(Location identification entries)
• • • • • • •

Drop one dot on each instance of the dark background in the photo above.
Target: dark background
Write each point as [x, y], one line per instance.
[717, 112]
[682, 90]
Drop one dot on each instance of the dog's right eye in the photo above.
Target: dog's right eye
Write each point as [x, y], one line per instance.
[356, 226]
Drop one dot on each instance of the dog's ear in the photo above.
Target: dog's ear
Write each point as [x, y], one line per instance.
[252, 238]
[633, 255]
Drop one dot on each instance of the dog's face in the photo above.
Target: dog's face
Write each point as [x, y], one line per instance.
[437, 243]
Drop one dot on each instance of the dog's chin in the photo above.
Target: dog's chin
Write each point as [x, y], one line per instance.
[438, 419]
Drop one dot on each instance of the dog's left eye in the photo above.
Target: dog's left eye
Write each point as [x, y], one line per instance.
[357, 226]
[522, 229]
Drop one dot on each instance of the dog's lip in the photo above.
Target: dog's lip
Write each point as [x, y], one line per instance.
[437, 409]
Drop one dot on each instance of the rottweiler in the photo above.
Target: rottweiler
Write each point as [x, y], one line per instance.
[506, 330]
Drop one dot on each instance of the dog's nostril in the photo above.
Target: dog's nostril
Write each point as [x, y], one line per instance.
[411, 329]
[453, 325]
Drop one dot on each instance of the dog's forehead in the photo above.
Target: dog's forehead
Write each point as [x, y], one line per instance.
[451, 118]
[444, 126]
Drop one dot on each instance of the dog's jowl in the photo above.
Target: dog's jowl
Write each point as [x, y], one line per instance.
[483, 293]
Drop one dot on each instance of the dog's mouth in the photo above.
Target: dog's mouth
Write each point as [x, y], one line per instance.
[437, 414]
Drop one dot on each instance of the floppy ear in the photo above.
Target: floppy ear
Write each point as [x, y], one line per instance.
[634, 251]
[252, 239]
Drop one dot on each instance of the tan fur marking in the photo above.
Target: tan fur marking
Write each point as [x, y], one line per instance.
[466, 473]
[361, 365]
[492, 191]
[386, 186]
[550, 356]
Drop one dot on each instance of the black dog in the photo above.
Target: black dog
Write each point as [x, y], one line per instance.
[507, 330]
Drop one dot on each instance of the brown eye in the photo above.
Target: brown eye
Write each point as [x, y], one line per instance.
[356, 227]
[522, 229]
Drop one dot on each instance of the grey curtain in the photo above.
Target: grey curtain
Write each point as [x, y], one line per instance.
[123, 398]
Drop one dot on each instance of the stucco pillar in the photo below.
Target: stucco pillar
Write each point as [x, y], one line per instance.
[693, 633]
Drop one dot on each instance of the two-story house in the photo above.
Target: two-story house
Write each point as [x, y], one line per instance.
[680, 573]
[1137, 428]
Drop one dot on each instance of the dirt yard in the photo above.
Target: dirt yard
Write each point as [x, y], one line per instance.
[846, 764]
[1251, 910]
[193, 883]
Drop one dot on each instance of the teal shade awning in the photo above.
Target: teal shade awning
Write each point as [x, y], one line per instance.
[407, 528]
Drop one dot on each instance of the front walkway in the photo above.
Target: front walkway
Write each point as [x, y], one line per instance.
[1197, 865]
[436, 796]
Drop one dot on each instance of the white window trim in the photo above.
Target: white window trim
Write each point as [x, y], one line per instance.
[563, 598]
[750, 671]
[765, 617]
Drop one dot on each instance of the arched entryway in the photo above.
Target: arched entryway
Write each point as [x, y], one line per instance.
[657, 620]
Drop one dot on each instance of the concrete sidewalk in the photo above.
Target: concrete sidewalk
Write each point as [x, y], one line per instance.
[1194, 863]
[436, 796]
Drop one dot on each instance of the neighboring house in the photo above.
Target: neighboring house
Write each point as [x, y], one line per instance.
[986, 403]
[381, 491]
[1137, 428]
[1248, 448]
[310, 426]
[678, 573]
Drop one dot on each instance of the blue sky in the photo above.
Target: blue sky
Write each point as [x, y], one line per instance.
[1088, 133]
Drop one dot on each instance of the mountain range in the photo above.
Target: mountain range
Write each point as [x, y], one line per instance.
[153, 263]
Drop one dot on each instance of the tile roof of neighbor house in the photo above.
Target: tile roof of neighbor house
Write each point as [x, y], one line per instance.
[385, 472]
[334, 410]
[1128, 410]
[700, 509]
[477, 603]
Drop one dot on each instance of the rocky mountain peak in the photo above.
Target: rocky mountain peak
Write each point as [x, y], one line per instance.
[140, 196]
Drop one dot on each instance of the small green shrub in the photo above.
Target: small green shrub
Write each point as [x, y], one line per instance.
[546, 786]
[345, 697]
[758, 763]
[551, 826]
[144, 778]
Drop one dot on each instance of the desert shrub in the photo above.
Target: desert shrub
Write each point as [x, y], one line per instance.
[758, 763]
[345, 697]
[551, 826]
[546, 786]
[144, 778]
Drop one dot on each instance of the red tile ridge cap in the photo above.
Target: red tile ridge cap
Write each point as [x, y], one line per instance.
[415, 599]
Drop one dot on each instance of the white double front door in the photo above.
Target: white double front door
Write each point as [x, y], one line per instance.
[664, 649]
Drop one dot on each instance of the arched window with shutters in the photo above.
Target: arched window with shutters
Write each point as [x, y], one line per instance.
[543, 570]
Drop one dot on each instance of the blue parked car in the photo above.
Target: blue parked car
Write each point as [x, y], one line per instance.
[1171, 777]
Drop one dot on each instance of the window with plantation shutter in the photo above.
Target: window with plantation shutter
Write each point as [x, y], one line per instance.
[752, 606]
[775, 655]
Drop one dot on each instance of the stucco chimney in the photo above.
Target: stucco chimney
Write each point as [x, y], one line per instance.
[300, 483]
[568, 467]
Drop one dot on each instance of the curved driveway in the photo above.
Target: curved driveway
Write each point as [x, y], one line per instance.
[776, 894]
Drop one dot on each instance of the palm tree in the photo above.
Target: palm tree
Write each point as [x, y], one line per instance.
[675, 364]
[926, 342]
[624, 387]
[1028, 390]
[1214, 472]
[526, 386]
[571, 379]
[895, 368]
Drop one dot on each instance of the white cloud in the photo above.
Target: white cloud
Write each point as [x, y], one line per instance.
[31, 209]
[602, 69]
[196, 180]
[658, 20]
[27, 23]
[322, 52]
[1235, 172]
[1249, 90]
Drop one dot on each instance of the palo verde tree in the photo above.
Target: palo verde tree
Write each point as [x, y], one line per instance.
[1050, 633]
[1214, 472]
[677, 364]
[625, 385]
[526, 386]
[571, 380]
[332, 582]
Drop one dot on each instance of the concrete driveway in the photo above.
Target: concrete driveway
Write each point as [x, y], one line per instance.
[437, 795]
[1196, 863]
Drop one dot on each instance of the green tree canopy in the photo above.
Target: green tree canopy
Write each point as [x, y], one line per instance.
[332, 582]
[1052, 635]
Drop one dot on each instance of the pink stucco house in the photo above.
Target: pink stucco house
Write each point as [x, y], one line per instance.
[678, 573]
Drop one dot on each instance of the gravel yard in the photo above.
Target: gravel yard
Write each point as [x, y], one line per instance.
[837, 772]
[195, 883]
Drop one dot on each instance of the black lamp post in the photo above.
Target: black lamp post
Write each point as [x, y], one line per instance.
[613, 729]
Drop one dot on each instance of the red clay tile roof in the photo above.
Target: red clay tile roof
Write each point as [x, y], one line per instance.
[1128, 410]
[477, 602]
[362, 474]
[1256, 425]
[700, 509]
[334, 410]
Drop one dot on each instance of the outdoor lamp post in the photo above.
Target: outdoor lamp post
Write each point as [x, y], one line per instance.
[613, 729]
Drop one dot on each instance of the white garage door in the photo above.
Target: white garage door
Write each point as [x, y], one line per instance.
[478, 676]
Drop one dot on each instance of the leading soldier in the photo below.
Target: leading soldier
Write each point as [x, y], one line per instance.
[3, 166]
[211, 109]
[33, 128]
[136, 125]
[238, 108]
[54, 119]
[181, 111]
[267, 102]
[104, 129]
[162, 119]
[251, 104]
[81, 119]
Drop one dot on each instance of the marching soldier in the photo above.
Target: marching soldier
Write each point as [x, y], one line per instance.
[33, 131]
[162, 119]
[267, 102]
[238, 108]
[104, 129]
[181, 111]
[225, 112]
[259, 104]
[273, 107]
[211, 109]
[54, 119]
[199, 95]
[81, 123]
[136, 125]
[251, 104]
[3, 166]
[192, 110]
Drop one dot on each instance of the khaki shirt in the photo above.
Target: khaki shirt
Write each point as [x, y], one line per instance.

• • • • • • •

WORK TO DO
Print from the line containing "Drop one dot on each instance of the concrete driveway" to the last line above, exactly as written.

TASK OUTPUT
Drop one dot on each instance of the concrete driveway in the photo above.
Target: concrete driveway
Write each point as [x, y], one line per instance.
[437, 795]
[1196, 863]
Drop one dot on each instance of the green tree canopy in the photo above.
Target: green tree canopy
Write each point as [x, y], one line per instance.
[332, 582]
[1052, 635]
Drop one dot on each instance of the pink stucco house in the photo above.
Target: pink stucco house
Write each point as [x, y], one line per instance.
[678, 573]
Drop one dot on each instance of the gravel yard in the photo above.
Target: gravel yard
Write each point as [x, y], one line per instance.
[837, 772]
[195, 883]
Drop one dot on each instance of the black lamp post in the photo above.
Target: black lamp post
Write each point as [x, y], one line per instance.
[613, 729]
Drop one dot on each instance of the red clay tile roof in the photo above.
Target: red clay tile roof
Write each point as [x, y], one line per instance.
[1128, 410]
[477, 602]
[362, 474]
[1256, 425]
[700, 509]
[334, 410]
Drop one dot on each instance of the outdoor lamp post in the photo above.
Target: outdoor lamp post
Write each point as [x, y], one line per instance.
[613, 729]
Drop one dot on each instance of the white garage door in the photo above.
Target: white garage door
Write each point as [x, y], one line per instance.
[478, 676]
Drop one dot on each instance of the leading soldier in the photo below.
Target: leading soldier
Write each point as [x, y], one line per instance.
[3, 166]
[211, 109]
[33, 128]
[136, 125]
[238, 108]
[54, 119]
[181, 111]
[267, 102]
[104, 129]
[162, 119]
[251, 104]
[81, 119]
Drop one dot on each instance of the marching soldier in the photo above.
Target: marching soldier
Write each point as [x, y], one line per instance.
[33, 131]
[162, 119]
[267, 102]
[238, 108]
[104, 129]
[181, 111]
[225, 112]
[259, 104]
[273, 107]
[211, 109]
[54, 119]
[199, 95]
[81, 123]
[136, 125]
[251, 104]
[3, 166]
[192, 110]
Drop one dot on each instance of the khaki shirt in the photo above.
Target: khaki shirt
Write each point as [x, y], one line per instance.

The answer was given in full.